*** PROVIDED INFORMATION Section Begins ***

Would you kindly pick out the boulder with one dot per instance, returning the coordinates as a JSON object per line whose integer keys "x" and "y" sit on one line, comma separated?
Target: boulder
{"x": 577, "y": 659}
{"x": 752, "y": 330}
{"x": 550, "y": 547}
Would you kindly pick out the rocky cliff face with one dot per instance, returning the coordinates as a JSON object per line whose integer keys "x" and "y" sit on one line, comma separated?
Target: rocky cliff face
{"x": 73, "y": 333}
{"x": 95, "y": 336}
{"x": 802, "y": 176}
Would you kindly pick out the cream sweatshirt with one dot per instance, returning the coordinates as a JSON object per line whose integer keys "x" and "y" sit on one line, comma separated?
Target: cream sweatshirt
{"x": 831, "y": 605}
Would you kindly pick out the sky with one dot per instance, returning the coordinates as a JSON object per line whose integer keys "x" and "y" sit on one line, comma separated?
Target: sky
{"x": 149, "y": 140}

*** PROVIDED INFORMATION Section Ends ***

■ **WORK ITEM**:
Set down every entry again, exactly as written.

■ **ANSWER TO THE PROBLEM**:
Would you kindly pick out the boulder with one dot per instance, returning the coordinates as a JSON object per line whose integer keys "x" and "y" sit on one line, comma separated?
Target: boulder
{"x": 577, "y": 659}
{"x": 752, "y": 330}
{"x": 550, "y": 547}
Would you kindly pick out the rocky cliff face with one dot per instance, returning the coordinates as a JSON object per line whose integer keys "x" and "y" sit on one line, comma separated?
Target: rocky cliff face
{"x": 73, "y": 333}
{"x": 95, "y": 336}
{"x": 802, "y": 176}
Would you kindly pick out the cream sweatshirt with one dot per instance, returning the coordinates as a JSON object per line whose integer keys "x" and "y" sit on one line, comma separated?
Target: cream sweatshirt
{"x": 831, "y": 605}
Would you kindly pick out the sky with one dot per instance, returning the coordinates as a JSON object per line whose integer keys "x" and "y" sit on one line, comma separated?
Target: sky
{"x": 149, "y": 140}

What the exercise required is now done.